Published in The Navigator, Spring 1999
This article is excerpted from a book tentatively titled, Data Warehouse Project Management (Addison-Wesley, Spring 2000). All material is copyright Addison Wesley Longman, Sid Adelman and Larissa Moss.
Data cleansing is a "sticky" problem in data warehousing; we call it a Dichotomy in Data Warehousing. On the one hand a data warehouse is supposed to provide "clean, integrated, consistent, and reconciled data from multiple sources" and on the other hand we are faced with a development schedule of 6-12 months. Obviously, if we do one we fail the other, and if we stick to the other we fail on the first. - The answer lies somewhere in between. The difficult part is to determine just exactly where in between.
We use the following guidelines for both wholesale data warehouse (DW) and retail data marts (DM):
- Never try to clean ALL the data
Everyone would like to have all the data perfectly clean, but nobody is willing to pay for the cleansing or to wait for it to get done. To clean it all would simply take too long. The time and cost involved often exceeds the benefit. More on that in section (5).

* GIVEN INFORMATION *
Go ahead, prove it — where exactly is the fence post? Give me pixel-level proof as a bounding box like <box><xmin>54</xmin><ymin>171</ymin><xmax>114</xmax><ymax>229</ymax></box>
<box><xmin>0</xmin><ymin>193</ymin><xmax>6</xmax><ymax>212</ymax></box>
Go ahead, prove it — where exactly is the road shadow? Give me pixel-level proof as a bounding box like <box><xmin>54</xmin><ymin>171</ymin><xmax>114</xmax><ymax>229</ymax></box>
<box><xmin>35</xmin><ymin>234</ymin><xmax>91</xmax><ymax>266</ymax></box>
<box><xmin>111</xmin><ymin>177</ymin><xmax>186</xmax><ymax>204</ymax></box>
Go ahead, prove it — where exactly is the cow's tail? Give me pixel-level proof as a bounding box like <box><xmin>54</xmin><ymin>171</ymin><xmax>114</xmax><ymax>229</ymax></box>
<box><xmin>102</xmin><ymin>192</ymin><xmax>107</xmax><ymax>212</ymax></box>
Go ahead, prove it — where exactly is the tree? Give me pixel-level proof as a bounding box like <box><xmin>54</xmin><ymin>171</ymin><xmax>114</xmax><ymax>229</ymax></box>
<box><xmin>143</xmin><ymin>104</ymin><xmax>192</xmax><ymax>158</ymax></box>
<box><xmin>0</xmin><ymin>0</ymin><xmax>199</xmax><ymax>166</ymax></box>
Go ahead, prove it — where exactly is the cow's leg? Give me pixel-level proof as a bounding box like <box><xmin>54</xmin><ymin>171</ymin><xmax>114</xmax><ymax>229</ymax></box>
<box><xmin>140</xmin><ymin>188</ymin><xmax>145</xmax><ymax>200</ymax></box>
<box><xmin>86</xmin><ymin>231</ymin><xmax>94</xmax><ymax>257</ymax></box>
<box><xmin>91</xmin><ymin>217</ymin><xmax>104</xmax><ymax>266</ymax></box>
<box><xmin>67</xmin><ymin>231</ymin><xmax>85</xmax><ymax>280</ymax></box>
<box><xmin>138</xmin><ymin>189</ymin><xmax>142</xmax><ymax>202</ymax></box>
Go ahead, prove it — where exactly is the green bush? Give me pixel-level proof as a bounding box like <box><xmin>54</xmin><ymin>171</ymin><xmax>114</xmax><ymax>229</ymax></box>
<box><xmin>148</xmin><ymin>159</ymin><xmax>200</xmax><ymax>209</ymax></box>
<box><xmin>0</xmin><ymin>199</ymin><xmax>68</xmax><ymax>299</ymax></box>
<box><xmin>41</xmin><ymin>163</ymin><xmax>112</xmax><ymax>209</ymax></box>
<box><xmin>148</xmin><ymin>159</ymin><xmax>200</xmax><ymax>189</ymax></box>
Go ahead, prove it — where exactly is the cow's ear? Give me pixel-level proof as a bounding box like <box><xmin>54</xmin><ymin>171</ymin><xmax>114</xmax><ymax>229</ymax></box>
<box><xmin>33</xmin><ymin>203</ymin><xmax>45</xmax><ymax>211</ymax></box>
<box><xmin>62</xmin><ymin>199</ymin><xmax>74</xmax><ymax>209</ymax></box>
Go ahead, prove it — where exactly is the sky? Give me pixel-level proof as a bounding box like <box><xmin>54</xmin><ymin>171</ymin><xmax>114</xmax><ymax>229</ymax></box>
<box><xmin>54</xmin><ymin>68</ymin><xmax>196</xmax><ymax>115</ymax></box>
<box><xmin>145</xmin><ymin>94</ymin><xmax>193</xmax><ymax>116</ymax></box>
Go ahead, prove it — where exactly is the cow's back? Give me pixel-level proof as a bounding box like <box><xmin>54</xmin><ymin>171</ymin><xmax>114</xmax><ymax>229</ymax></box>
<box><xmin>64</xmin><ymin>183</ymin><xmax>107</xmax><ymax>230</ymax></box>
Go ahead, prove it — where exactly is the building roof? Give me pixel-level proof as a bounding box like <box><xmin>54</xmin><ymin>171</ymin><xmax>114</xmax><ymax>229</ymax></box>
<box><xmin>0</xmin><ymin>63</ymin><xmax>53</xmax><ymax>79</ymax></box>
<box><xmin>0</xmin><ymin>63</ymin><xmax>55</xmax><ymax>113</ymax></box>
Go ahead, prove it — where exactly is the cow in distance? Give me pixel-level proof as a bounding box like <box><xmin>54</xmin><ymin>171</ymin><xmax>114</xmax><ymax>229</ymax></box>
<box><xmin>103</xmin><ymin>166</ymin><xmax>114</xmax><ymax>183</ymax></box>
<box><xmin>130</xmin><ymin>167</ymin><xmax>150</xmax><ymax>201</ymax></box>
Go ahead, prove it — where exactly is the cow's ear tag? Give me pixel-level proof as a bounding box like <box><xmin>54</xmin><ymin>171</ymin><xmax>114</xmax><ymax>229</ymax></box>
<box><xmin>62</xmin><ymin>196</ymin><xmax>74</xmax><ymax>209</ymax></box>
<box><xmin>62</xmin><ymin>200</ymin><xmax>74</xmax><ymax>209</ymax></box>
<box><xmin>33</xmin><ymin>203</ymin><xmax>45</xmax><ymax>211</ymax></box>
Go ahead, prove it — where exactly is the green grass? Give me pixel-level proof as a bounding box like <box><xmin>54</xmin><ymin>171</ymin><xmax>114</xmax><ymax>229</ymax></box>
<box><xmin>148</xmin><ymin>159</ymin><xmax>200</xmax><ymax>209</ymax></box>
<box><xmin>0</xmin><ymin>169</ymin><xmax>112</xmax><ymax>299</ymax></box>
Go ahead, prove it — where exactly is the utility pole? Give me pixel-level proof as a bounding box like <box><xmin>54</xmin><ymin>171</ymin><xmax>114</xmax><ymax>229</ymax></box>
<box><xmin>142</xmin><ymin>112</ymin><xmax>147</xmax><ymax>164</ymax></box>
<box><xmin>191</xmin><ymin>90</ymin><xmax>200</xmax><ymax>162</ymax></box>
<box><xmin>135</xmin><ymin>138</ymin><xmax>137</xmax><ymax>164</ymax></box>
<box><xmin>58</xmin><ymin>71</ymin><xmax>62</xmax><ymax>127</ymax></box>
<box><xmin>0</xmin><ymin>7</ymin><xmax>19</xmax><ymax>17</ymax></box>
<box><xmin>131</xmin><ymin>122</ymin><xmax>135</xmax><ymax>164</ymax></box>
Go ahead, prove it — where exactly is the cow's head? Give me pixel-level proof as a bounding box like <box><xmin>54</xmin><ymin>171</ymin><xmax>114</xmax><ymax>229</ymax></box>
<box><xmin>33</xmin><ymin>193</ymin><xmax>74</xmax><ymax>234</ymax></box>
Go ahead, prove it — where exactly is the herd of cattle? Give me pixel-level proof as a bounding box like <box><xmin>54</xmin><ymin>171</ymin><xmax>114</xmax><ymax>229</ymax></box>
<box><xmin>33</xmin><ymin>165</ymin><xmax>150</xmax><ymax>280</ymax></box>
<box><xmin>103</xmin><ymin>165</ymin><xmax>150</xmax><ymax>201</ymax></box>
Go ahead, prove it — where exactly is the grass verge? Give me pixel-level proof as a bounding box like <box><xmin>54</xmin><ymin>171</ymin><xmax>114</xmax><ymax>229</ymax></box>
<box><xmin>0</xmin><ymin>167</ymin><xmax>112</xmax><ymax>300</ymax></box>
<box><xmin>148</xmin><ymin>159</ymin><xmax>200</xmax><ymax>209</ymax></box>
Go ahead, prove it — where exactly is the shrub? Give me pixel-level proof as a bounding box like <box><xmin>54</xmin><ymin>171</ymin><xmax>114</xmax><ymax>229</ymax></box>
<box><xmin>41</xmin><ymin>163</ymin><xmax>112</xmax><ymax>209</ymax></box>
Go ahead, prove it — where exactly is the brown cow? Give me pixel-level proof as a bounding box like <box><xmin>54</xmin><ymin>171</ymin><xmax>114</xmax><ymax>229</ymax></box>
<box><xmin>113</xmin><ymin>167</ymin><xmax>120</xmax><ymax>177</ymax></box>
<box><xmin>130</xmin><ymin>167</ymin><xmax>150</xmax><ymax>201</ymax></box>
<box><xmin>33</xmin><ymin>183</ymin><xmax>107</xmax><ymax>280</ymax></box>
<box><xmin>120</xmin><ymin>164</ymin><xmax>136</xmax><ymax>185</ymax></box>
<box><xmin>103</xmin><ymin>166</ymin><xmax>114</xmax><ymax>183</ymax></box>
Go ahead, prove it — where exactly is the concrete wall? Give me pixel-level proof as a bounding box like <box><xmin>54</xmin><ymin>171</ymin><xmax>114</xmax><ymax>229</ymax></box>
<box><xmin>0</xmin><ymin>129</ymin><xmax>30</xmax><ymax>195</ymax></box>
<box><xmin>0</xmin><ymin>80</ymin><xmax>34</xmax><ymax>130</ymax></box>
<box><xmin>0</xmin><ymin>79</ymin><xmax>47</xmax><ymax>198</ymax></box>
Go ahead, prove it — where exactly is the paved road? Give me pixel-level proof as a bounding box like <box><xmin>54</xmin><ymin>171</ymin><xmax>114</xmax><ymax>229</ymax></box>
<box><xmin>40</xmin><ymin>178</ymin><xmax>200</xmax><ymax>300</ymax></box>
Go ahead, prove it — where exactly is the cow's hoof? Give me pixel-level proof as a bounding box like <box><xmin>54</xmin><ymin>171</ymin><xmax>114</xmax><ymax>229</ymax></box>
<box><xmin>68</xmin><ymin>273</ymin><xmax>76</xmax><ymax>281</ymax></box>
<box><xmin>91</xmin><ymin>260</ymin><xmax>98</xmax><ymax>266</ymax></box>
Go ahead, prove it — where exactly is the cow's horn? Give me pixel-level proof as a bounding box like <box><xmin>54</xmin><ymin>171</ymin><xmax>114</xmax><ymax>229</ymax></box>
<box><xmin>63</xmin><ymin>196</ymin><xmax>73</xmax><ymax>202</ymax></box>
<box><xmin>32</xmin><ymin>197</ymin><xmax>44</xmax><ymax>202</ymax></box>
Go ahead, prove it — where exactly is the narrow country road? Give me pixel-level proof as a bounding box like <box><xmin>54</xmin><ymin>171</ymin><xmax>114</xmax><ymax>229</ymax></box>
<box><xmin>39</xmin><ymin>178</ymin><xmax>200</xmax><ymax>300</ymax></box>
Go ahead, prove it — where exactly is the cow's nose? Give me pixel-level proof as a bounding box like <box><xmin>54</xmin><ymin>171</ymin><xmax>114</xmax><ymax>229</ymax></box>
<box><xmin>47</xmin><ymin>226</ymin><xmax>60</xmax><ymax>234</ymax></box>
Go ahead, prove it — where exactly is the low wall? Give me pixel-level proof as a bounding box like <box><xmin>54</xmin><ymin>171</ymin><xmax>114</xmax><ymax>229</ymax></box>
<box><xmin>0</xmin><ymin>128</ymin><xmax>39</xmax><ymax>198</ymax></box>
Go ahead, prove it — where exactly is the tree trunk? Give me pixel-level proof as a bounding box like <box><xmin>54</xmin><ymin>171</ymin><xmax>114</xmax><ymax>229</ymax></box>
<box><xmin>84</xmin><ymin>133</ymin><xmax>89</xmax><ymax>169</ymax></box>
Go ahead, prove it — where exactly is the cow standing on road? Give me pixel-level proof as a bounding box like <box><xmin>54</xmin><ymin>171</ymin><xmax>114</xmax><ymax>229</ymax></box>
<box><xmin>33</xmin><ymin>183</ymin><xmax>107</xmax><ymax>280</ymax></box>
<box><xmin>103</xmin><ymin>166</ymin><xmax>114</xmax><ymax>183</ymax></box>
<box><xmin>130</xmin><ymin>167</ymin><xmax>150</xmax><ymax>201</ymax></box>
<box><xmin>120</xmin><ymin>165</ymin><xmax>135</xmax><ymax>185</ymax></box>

* WHAT IS ASKED *
(1) The data cleansing article quotes what a data warehouse is supposed to provide. List each adjective used there to describe that data.
(2) Carry on the article on data cleansing in data warehousing, starting right after its last sentence.

* RESPONSES TO THE TASKS *
(1)
clean
integrated
consistent
reconciled

(2)
- Never clean NOTHING
Sorry for the double negative, but basically it means: always plan to clean something. Afterall, the whole point for building the data warehouse or data mart is to provide cleaner and more reliable data than you have in your existing OLTP or DSS systems. If we simply use the old "Garbage In/Garbage Out" method, we are just adding one more system to our data problems. We'll call this the GIGO method.
- Always reconcile EVERYTHING
We know that a DW or a DM are not like a General Ledger, and they do not have to balance dollar for dollar. That is true. But for the DW or DM to have credibility, each dollar (whether you include it in the DW/DM or not) should be explainable. Therefore, creating reconciliation reports between the Source Feeds and the DW/DM Load Files is a MUST.
Here are two more reasons:
- It will reduce testing time for the development team if there are automated reports which account for every input record and every output record and every dollar and count processed by every Extract/Transform/Load program,
- The users will have proof that every record is accounted for, regardless whether you write all the records to the DW/DM or whether you accept all the fields into the DW/DM.
- Clearly spell out the goals and objectives of the DW or DM
How do you determine what data to cleanse, what data to load GIGO, and what data to leave out entirely? You need to look at your DW/DM goals and objectives.
Examine the reasons for building the DW or DM in the first place.
Here are some questions to ask yourself:
- Why are we building this? - or put another way:
- What is deficient in the current DSS environment?
- Do we have inconsistent reports?
- What is the cause for these inconsistencies?
- Is it dirty data or is it program errors?
- What dollars are lost due to dirty data?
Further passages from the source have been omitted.